Source records

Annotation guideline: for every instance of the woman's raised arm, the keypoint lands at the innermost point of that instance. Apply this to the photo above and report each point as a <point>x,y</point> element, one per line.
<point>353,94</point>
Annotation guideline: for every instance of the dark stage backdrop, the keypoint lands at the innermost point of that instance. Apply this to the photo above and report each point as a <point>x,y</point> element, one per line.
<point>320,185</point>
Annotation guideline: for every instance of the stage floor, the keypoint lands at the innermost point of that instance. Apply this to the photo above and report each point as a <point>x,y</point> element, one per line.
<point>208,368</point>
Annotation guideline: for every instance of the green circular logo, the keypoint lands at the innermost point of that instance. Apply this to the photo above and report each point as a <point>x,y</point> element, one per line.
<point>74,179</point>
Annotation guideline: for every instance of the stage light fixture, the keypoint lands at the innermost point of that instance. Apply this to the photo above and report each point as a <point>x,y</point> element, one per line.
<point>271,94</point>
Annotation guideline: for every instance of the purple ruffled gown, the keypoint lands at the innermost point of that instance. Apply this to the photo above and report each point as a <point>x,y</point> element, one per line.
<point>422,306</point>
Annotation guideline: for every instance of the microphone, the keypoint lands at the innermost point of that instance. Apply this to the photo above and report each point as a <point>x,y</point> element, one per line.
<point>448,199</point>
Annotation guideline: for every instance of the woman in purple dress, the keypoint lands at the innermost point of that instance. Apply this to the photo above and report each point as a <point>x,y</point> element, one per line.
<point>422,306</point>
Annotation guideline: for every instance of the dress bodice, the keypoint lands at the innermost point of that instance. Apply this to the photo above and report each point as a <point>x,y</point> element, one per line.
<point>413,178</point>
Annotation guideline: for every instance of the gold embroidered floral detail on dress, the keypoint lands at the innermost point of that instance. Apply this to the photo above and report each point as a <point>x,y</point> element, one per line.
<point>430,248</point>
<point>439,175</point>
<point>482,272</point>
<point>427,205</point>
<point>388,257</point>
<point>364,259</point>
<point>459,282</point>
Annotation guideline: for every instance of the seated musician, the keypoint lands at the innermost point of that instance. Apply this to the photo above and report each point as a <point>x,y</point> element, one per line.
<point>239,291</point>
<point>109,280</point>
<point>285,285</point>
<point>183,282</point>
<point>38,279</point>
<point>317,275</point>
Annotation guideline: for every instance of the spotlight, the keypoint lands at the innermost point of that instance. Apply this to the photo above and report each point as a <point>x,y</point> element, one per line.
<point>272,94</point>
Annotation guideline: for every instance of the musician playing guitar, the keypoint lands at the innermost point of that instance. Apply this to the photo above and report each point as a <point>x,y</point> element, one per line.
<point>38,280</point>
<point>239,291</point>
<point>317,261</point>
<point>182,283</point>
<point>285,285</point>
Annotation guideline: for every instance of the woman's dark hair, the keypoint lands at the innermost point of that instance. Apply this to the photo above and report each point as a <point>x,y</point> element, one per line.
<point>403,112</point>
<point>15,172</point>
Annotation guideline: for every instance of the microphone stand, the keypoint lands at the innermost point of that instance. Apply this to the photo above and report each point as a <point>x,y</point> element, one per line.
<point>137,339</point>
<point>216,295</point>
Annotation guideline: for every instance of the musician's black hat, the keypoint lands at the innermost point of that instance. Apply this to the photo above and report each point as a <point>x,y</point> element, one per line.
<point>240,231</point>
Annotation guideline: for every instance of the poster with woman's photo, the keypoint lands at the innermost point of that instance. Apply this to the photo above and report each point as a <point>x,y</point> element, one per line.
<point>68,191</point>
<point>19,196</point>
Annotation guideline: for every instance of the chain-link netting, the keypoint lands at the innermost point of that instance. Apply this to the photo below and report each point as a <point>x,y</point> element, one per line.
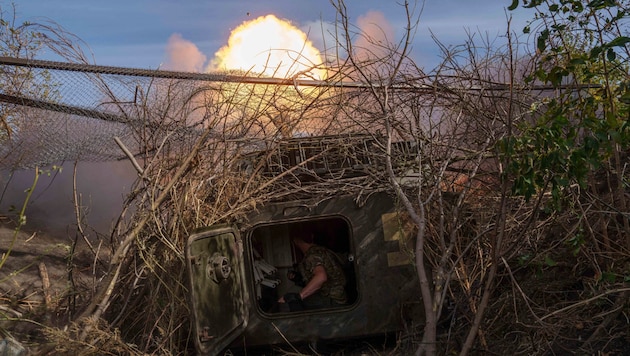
<point>53,112</point>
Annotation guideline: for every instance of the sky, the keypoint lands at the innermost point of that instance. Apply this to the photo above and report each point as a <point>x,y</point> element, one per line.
<point>137,33</point>
<point>153,34</point>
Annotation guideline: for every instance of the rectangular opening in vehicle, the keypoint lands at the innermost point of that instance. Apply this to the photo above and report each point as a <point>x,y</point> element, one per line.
<point>281,270</point>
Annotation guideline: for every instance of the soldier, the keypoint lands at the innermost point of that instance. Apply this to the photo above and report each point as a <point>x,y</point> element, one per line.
<point>320,275</point>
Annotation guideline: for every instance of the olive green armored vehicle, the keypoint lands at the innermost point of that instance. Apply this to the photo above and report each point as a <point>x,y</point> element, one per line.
<point>238,273</point>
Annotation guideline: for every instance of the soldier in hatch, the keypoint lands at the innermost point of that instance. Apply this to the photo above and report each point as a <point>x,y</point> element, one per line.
<point>320,276</point>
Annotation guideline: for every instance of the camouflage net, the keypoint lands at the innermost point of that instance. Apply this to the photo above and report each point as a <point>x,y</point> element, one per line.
<point>54,112</point>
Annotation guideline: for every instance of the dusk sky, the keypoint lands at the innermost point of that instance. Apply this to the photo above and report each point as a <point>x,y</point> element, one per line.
<point>137,33</point>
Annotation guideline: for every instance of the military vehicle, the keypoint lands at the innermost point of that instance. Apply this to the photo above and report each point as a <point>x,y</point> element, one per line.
<point>237,273</point>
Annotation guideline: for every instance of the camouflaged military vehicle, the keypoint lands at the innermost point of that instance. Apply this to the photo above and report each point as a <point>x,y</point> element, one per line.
<point>237,273</point>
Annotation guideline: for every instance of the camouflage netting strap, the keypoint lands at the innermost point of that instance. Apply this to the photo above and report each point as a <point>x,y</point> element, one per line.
<point>51,112</point>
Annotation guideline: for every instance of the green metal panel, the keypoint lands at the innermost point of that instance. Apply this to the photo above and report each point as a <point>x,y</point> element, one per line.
<point>218,290</point>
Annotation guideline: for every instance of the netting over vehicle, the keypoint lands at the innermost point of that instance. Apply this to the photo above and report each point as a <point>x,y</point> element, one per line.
<point>53,112</point>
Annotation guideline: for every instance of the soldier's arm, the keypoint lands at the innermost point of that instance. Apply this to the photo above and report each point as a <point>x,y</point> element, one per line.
<point>319,277</point>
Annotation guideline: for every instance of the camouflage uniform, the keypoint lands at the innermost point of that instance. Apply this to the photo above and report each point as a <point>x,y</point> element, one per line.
<point>334,287</point>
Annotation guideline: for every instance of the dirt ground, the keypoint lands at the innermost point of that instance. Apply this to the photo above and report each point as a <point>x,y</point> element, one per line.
<point>44,281</point>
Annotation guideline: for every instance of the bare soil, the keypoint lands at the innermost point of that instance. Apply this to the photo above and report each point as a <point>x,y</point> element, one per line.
<point>44,281</point>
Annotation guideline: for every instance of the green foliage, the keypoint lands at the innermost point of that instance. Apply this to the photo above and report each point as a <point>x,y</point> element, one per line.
<point>582,53</point>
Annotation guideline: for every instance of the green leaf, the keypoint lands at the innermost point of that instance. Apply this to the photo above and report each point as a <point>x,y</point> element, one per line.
<point>514,5</point>
<point>549,261</point>
<point>542,39</point>
<point>619,41</point>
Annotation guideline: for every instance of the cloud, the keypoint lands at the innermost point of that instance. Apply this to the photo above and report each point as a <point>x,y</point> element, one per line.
<point>183,55</point>
<point>376,35</point>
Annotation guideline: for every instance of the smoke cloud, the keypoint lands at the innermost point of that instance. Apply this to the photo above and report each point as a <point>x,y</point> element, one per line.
<point>376,36</point>
<point>183,55</point>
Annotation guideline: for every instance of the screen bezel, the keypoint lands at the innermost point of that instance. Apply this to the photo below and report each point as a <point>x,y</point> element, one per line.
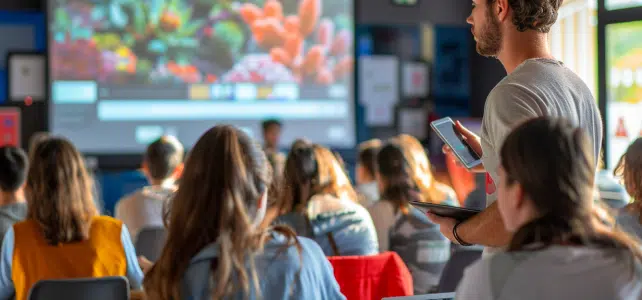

*WHAT IS EXPECTED:*
With the pictures omitted, the entries are to be transcribed in full, exactly as they appear.

*YOUR SOLUTION:*
Annotation guideline: for every instance of the woman's raised arm, the keypoint lands at the innermost point of that instance. Apply this to the photo above and report each point as a <point>x,y</point> element, one per line.
<point>353,94</point>
Annotation guideline: for every instance of the dark stage backdrop, the keypoint lands at the innermost point of that instance. Apply this to the photo above and report each point as a <point>x,y</point> element, one per line.
<point>320,185</point>
Annotation guideline: for every instance of the stage floor, the keypoint lands at the innermost point of that instance. Apply this to the photo above and report each point as a <point>x,y</point> element, one per line.
<point>208,368</point>
Annotation guideline: for every instance of the green circular logo, the keypoint lands at the innermost point of that instance. Apply this to the photo above and report each point as a <point>x,y</point> element, one per line.
<point>74,179</point>
Annotation guideline: for every instance of the stage light fixture, the keypoint lands at the innermost point of that instance. Apply this to the photo above and report each point as a <point>x,y</point> element, one per line.
<point>271,94</point>
Annotation guideline: for every instance of the purple ruffled gown, the keypoint lands at the innermost point of that instance. Apply this to the photo above and report each point as a <point>x,y</point> element, one per line.
<point>422,306</point>
Annotation guideline: for every instance of the microphone, the keypoint lands at the innermost point of that instance. Apply this to the photo above and report each point as a <point>x,y</point> element, one per line.
<point>448,199</point>
Annotation guideline: for every instance of the woman in purple dress, the keypoint lands at the innermost point of that instance. Apply this to the photo above and report each point as a <point>x,y</point> element, one per line.
<point>422,306</point>
Annotation guideline: for every instance of the dress bodice, the keypoint lands at the innermost point of that instance. Apply this to the photo above and report each point as a <point>x,y</point> element, one per line.
<point>413,178</point>
Annotation guideline: for every instance of the gold embroidered floral detail on dress, the keypoint lands at the innermost point of that instance. Apply this to the photo above and report each point as a <point>x,y</point> element, one per line.
<point>430,248</point>
<point>439,175</point>
<point>482,272</point>
<point>427,205</point>
<point>388,257</point>
<point>364,259</point>
<point>459,282</point>
Annotation guideline: for every instance of the seated musician, the keypoint lands at the innermost point of that instance. Apply this to the photo above and report each point as a <point>x,y</point> element, one per line.
<point>239,291</point>
<point>109,280</point>
<point>285,285</point>
<point>183,282</point>
<point>38,279</point>
<point>317,275</point>
Annotation guideline: for every instance of the spotlight, the keypoint lands at the innermost point of that instance. Apply this to the photo above and report each point as a <point>x,y</point> element, one per line.
<point>272,94</point>
Annotation guideline: for every instance of the musician playing guitar, the keypoint lands at the innermost point of that instance. Apply this to the photo above and report each point as a <point>x,y</point> element, one per line.
<point>38,280</point>
<point>239,291</point>
<point>317,261</point>
<point>182,283</point>
<point>285,285</point>
Annotation guideline: for every instance of the woman's dark hair, the keypoint lands at the innermost point of that instance. Apply this to the photo above and report each point as a <point>x,y</point> element, one per line.
<point>403,112</point>
<point>15,172</point>
Annotation guideline: for every instance of the microphone stand, the keypoint lands at the innermost point of that instance. Apply this to the photo above and report each point as a <point>x,y</point> element, one per line.
<point>137,339</point>
<point>216,295</point>
Annotation guideline: for every instance of the musician's black hat, the keypoint lands at the innermost point of that instance. Apply this to the photo above and report each point as a <point>x,y</point> element, one per line.
<point>240,231</point>
Annotation guideline: for every instance of the poster with woman's photo, the keypoint lands at the innermost point of that instance. Apply this to the photo above and report each point as a <point>x,y</point> element, one per line.
<point>68,191</point>
<point>19,196</point>
Annotation guideline: for every instance of the chain-link netting, the keypoint lands at the innermost point of that instance. Apply this to the photo below and report each point as a <point>x,y</point> element, one per line.
<point>53,112</point>
Annotation guideline: for every instance of the sky, the keypoint lands at the innermost point of that instance. Apply this to the photo above and report each point as a <point>x,y</point> element, one per line.
<point>137,33</point>
<point>153,34</point>
Annotation guideline: for every instance of the rectangular opening in vehicle, the keypoint lands at the innermost point of that instance. Apply this to the photo above and report each point as a <point>x,y</point> element, one per line.
<point>281,270</point>
Annotation guideline: for every instance of the soldier, the keypoint lands at the innermost point of that instance. Apply this to the photo above and report each point as a <point>x,y</point> element, one per line.
<point>320,275</point>
Annotation guideline: for every instance of the olive green armored vehicle, the keypoint lands at the innermost point of that instance. Apply this to the photo above and report each point as a <point>x,y</point> element, one per line.
<point>238,273</point>
Annotation guideline: for every instance of the soldier in hatch, the keypoint lands at the innermost point of that instance. Apply this to the photo above and report each point as a <point>x,y</point> element, one per line.
<point>320,276</point>
Annotation guideline: for every instance of the camouflage net, the keypoint lands at the innermost point of that instance. Apply this to the photo above and report each point as a <point>x,y</point> element, one per line.
<point>54,112</point>
Annotation guideline: for every instance of the dusk sky, the keypoint lands at the innermost point of that instance. Apply this to the photo above and report each point as a <point>x,y</point> element, one per line.
<point>137,33</point>
Annotation guideline: for every instance of the military vehicle, the keypoint lands at the innermost point of that instance. Apply this to the photo above and report each point as a <point>x,y</point> element, one per line.
<point>237,273</point>
Annotation guideline: for every instance of the camouflaged military vehicle, the keypoint lands at the innermost point of that instance. Apply this to the photo above and report each point as a <point>x,y</point> element, one per line.
<point>237,273</point>
Annotation guideline: for every instance of the camouflage netting strap, the keypoint lands at the innermost point of that instance. Apply this to the photo above and report each point as a <point>x,y</point> element, one per line.
<point>51,112</point>
Annotation guideline: for every instance of the green metal panel, the keypoint lands at the innermost point of that instance. Apply this to the photo above and report each point as a <point>x,y</point> element, one per line.
<point>218,290</point>
Annotation guideline: for every instance of the netting over vehicle, the keypoint lands at the innermost point of that instance. Apply this to the photo above and report each point as a <point>x,y</point> element, one per line.
<point>53,112</point>
Annotation guideline: for every instance of the soldier's arm, the keypoint lands at the innermost point of that instance. Apply this to the photo above and report each point as a <point>x,y</point> element, one per line.
<point>319,277</point>
Annotation guideline: for every instance of the camouflage uniform, the keypoint lands at the innermost point of that instance. Apply this to the photo above and report each point as a <point>x,y</point> element, one per line.
<point>334,287</point>
Annotation guideline: for every instance of the dirt ground, the keypoint lands at the innermost point of that instance. Apply this to the photo above and report each point as a <point>x,y</point> element, one per line.
<point>44,281</point>
Annotation guideline: for every instance of the bare soil, the keypoint lands at the innermost point of that instance. Apply this to the photo above and report each point as a <point>x,y</point> element, one per line.
<point>44,281</point>
Annotation guideline: for every instance of the green foliage, the keypoint lands at the innermost point of that instance. Apply this to the photo above and report each point as a <point>x,y</point> element, one per line.
<point>582,53</point>
Annotation guideline: for every instance of the green leaf, the keypoint lands at the innermost point of that instance. Apply this to the photo above and report each point as a <point>x,y</point> element, one per line.
<point>514,5</point>
<point>549,261</point>
<point>542,39</point>
<point>619,41</point>
Annotation guideline: for every instance of the cloud, the keypoint lands at the innermost point of that instance. Apply this to the photo above and report each point as a <point>x,y</point> element, one per line.
<point>183,55</point>
<point>376,35</point>
Annotation guideline: for every instance of the smoke cloud, the keypoint lands at the innermost point of that instance. Apply this to the photo above and report each point as a <point>x,y</point> element, one per line.
<point>376,36</point>
<point>183,55</point>
Annotation guideline: for every instance of the screen bezel, the keypoint lands at the innermost point of that instance. Apply this to the photo below and report each point as a <point>x,y</point> element, one per line.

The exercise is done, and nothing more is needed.